▸ **TEXTAUSZUG**:
*-*-*

Auf den Jumpsuit war immer Verlass. Einen blauen und einen grünen hatte sich Intendant Milo Rau von Kostümbildner Cédric Mpaka anfertigen lassen, die beide das Logo der diesjährigen Wiener Festwochen trugen. Darin fiel Rau im Publikum stets auf, nach vielen Premieren „jumpte“ er auf die Bühne, um aufs Rahmenprogramm hinzuweisen.
Die Mottos „Republik der Liebe“ und „V Is for loVe“ wurden in den fünf Festivalwochen erheblich herausgefordert. Erst scherzhaft – von Performer Benny Claessens, der im Rahmen des Gastspiels „Weiße Witwe“ von der Berliner Volksbühne aus der Rolle fiel und aussprach, was alle (leicht genervt) dachten: Das Wort „Love“ beginne nicht mit „V“, sondern mit „L“!
Andererseits aber auch bitterernst: Ein Amokläufer tötete an einem Grazer Gymnasium zehn Menschen. Wie sollte man da noch munter weitermachen und an die Liebe als Wundermittel für alles glauben?
Die Wiener Festwochen taten es und brachten ihr Programm durch. Hochkarätige internationale Gastspiele, zwei mehrtägige Kongresse, Eigenproduktionen und Uraufführungen.

*-*-*

▸ **ARBEITSANWEISUNG 1**:
Entscheide für jede der Aussagen (a) bis (c), ob sie mit dem Textauszug übereinstimmt, und antworte jeweils mit Ja oder Nein samt den ausschlaggebenden Worten des Textauszugs als wörtlichem Zitat. (a) Milo Rau ließ sich von Cédric Mpaka zwei Jumpsuits anfertigen. (b) Das Festival dauerte vier Wochen. (c) Die Wiener Festwochen brachen ihr Programm nach dem Amoklauf ab.

▸ **EINGABE**:
*-*-*

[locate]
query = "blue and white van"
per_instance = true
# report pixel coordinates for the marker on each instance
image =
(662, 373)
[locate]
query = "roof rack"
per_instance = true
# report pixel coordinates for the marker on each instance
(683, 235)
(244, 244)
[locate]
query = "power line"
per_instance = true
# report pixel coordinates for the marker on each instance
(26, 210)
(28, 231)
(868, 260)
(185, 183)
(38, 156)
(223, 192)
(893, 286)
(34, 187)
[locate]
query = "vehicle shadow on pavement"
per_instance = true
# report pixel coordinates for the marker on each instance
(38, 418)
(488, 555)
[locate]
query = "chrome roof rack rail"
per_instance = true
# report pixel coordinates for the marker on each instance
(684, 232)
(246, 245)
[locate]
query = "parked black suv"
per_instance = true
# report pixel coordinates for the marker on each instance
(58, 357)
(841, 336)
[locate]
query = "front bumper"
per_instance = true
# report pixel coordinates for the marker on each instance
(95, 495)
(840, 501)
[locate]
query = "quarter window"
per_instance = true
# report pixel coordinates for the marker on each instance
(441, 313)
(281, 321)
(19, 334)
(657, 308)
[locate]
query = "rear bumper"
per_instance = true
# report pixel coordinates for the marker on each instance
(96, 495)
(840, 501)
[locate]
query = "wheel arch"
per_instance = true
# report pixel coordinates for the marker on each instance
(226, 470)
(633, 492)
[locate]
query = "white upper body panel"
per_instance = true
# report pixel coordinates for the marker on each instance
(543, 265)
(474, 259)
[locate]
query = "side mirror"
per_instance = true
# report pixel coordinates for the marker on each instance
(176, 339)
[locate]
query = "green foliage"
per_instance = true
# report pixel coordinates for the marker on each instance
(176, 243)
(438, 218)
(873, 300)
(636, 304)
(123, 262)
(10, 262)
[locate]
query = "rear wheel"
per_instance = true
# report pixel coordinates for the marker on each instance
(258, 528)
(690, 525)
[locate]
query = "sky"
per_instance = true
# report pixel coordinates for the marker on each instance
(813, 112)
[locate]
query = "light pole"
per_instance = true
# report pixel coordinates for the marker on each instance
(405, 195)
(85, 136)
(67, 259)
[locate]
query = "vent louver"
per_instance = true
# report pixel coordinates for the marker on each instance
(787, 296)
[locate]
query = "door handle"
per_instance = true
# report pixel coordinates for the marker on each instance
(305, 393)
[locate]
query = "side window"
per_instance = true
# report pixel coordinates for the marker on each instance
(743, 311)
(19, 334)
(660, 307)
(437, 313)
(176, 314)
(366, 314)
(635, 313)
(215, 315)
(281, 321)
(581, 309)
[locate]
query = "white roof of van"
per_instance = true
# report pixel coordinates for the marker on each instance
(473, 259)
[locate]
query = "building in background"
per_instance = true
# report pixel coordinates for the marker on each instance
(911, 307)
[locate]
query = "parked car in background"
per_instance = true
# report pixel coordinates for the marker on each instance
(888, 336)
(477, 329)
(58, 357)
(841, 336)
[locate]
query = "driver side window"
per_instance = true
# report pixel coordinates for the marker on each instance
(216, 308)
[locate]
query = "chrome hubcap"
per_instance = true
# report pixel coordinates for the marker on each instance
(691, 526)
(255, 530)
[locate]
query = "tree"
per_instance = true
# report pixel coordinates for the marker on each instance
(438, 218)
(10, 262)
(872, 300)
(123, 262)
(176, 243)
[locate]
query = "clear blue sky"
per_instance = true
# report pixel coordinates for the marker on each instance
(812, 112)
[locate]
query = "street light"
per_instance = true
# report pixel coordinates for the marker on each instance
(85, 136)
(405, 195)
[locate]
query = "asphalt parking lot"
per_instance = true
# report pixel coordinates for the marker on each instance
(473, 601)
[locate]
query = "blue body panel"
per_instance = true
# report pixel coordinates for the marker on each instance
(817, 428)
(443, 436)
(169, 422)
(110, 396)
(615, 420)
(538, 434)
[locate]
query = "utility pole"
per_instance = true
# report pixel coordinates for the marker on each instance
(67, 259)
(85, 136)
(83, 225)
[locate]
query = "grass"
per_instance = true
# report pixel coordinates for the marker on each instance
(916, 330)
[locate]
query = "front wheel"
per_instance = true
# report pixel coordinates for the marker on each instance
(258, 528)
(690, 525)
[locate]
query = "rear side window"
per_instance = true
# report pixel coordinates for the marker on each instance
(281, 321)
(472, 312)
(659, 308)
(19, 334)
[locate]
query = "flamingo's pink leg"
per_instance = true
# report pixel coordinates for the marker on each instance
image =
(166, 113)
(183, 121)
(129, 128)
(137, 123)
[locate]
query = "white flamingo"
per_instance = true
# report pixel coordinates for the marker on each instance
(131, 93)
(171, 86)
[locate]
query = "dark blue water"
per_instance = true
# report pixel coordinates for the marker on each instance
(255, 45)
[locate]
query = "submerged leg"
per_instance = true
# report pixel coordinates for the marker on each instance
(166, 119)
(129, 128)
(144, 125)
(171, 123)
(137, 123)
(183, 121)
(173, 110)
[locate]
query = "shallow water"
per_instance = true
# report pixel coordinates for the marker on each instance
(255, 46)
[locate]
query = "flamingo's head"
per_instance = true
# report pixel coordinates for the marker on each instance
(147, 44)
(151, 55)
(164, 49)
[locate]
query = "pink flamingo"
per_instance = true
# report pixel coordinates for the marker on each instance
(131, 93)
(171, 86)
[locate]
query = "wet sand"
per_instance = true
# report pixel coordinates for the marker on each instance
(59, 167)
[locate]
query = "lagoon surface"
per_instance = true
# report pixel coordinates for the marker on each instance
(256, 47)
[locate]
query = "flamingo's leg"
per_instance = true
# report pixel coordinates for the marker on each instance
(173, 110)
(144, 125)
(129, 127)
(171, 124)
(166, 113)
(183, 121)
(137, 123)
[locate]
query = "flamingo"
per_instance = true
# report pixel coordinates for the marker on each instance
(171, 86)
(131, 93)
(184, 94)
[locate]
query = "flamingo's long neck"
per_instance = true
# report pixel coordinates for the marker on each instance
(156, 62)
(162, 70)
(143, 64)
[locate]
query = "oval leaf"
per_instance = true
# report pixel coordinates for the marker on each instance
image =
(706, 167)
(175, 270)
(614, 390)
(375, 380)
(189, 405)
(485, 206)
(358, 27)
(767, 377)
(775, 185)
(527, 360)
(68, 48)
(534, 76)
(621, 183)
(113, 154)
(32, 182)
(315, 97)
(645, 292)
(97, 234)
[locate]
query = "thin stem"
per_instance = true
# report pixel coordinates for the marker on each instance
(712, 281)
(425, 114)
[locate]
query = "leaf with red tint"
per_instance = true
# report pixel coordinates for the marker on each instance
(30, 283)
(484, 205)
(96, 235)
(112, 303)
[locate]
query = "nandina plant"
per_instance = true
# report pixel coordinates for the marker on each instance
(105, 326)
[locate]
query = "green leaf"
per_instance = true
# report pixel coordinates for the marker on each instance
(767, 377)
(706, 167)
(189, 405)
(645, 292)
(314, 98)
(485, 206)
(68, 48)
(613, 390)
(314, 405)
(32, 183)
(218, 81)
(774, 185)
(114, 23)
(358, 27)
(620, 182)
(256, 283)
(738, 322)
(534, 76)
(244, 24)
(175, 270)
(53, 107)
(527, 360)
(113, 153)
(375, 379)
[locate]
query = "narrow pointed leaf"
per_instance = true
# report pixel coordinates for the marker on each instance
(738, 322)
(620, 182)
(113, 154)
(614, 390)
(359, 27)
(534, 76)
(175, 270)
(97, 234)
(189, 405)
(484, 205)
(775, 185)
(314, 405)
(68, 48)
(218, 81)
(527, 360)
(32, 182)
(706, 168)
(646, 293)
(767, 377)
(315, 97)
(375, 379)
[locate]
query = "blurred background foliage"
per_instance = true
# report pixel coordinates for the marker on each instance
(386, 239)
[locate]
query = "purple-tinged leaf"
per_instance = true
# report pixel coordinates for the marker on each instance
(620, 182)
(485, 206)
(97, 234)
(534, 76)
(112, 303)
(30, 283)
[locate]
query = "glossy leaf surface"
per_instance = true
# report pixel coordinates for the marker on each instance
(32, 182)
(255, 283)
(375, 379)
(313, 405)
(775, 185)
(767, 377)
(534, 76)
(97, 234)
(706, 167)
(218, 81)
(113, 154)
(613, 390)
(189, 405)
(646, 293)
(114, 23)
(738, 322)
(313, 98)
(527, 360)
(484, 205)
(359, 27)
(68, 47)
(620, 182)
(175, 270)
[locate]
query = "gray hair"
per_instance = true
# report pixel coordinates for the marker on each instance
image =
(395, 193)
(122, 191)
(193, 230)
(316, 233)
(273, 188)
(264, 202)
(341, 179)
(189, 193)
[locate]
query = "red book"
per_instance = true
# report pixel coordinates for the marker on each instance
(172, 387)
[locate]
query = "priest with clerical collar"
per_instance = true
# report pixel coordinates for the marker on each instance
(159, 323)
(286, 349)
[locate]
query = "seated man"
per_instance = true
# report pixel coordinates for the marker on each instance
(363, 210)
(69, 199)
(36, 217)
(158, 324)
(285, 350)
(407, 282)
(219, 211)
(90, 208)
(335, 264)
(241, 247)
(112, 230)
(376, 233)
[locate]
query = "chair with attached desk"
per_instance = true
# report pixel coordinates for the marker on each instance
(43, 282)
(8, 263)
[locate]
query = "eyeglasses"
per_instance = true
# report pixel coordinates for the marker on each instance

*-*-*

▸ **ARBEITSANWEISUNG 2**:
Liste jede Zeile der Auflistung auf, in der das Wort „roof“ vorkommt.

▸ **ANTWORT ZUR AUFGABE 1**:
(a) Ja: „Einen blauen und einen grünen hatte sich Intendant Milo Rau von Kostümbildner Cédric Mpaka anfertigen lassen“
(b) Nein: „in den fünf Festivalwochen“
(c) Nein: „Die Wiener Festwochen taten es und brachten ihr Programm durch.“

▸ **ANTWORT ZUR AUFGABE 2**:
query = "roof rack"
query = "chrome roof rack rail"
query = "white roof of van"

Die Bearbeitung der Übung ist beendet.